- **What is expected**: Reproduce the records below exactly as they are written.

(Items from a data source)
* * * * *

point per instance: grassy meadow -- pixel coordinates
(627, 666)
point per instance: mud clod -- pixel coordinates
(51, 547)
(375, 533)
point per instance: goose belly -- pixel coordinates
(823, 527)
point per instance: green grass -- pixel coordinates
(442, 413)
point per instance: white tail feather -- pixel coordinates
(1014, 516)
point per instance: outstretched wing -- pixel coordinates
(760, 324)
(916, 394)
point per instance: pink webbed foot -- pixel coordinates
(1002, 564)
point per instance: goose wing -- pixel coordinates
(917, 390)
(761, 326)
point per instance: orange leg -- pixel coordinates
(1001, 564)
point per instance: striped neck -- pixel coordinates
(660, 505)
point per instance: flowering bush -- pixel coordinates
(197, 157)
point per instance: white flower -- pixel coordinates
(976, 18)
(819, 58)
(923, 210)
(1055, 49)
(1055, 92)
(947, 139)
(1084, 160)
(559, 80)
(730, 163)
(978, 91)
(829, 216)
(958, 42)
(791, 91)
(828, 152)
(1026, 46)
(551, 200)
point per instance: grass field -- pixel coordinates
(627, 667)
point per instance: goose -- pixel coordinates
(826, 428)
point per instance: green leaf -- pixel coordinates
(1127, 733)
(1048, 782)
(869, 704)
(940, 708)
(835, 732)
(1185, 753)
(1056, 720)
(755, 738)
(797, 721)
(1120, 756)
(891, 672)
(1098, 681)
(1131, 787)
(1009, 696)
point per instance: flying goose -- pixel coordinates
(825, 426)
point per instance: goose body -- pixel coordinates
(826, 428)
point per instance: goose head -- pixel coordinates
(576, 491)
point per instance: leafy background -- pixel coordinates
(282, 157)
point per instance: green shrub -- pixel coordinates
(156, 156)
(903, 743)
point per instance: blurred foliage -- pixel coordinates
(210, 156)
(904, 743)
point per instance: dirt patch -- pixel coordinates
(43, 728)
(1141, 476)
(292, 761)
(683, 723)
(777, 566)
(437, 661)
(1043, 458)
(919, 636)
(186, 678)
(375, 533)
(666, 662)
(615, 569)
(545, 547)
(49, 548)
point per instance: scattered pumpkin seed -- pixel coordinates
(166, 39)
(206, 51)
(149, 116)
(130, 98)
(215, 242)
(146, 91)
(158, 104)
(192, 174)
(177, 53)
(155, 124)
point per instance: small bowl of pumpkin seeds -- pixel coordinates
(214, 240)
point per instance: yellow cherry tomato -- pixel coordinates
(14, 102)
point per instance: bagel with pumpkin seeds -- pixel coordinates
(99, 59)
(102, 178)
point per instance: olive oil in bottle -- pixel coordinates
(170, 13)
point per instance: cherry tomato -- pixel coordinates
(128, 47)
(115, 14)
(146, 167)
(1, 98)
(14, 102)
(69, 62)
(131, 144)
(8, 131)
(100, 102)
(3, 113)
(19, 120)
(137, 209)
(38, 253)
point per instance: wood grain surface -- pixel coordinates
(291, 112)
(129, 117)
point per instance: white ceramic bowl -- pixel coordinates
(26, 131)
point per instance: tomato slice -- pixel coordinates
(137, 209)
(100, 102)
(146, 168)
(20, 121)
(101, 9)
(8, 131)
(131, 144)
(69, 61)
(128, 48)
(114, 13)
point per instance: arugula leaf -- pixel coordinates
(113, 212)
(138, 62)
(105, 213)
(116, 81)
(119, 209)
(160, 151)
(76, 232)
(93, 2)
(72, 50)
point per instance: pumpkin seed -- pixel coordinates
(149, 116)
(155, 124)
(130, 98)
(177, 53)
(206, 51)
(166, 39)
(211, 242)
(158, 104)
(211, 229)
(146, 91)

* * * * *

- **Answer for the task**:
point per instance: grassy meadow -- pixel coordinates
(627, 666)
point per instance: mud clod -- pixel coordinates
(51, 547)
(375, 533)
point per instance: goose belly -- pixel coordinates
(823, 527)
point per instance: green grass -- pixel coordinates
(442, 413)
point per instance: white tail feather -- pixel coordinates
(1014, 516)
point per instance: outstretched wing -- pixel coordinates
(760, 324)
(916, 394)
point per instance: pink webbed foot -- pixel coordinates
(1002, 564)
point per instance: goose wing -- pixel coordinates
(917, 390)
(761, 326)
point per instance: orange leg -- pixel coordinates
(1001, 564)
point per instance: striped neck -- pixel coordinates
(660, 505)
point per instance: flowering bush -- pixel coordinates
(197, 157)
point per instance: white flower -- pixel coordinates
(976, 18)
(819, 58)
(923, 210)
(1055, 49)
(1055, 92)
(947, 139)
(1084, 160)
(559, 80)
(730, 163)
(978, 91)
(829, 216)
(958, 42)
(791, 91)
(828, 152)
(1026, 46)
(551, 200)
point per instance: grass field -- pixel coordinates
(627, 667)
point per instance: goose -- pixel coordinates
(826, 428)
point per instance: green leaf -- pixel coordinates
(1127, 733)
(1048, 782)
(869, 704)
(940, 708)
(835, 732)
(1185, 753)
(1056, 720)
(755, 738)
(797, 721)
(1120, 756)
(891, 672)
(1098, 681)
(1131, 787)
(1009, 696)
point per instance: flying goose -- pixel coordinates
(825, 426)
point per instance: goose body -- pixel coordinates
(826, 428)
point per instance: goose head -- pixel coordinates
(576, 491)
point per instance: leafy background -- pixel coordinates
(282, 157)
point per instance: green shrub -- pixel coordinates
(156, 156)
(903, 743)
point per instance: blurred foliage -- pixel coordinates
(210, 156)
(904, 743)
point per instance: dirt patch -- pixel coordinates
(43, 728)
(1141, 476)
(292, 761)
(683, 723)
(777, 566)
(437, 661)
(1043, 458)
(919, 636)
(186, 678)
(375, 533)
(666, 662)
(615, 569)
(545, 547)
(49, 548)
point per instance: scattered pumpkin seed -- pixel coordinates
(166, 39)
(206, 51)
(149, 116)
(130, 98)
(215, 242)
(146, 91)
(158, 104)
(192, 174)
(177, 53)
(155, 124)
point per instance: small bowl of pumpkin seeds -- pixel coordinates
(214, 240)
point per instance: yellow cherry tomato -- pixel coordinates
(14, 102)
point per instance: bagel with pumpkin seeds -- pixel coordinates
(99, 59)
(102, 178)
point per instance: olive oil in bottle -- pixel coordinates
(170, 13)
point per instance: cherry tomato -- pixel coordinates
(128, 47)
(115, 14)
(146, 167)
(1, 98)
(14, 102)
(69, 62)
(131, 144)
(8, 131)
(100, 102)
(3, 113)
(19, 120)
(137, 209)
(38, 253)
point per instance: wood grain surface -- pixel coordinates
(291, 112)
(129, 117)
point per instance: white ceramic bowl -- pixel coordinates
(26, 131)
point per instance: tomato slice -- pixel coordinates
(137, 209)
(100, 102)
(146, 168)
(20, 121)
(101, 9)
(8, 131)
(131, 144)
(69, 61)
(128, 48)
(114, 13)
point per instance: arugula leaf -- pixel coordinates
(113, 212)
(138, 62)
(105, 213)
(116, 81)
(119, 209)
(160, 151)
(76, 232)
(93, 2)
(72, 50)
point per instance: pumpkin seed -- pixel coordinates
(149, 116)
(155, 124)
(130, 98)
(177, 53)
(206, 51)
(166, 39)
(211, 242)
(158, 104)
(211, 229)
(146, 91)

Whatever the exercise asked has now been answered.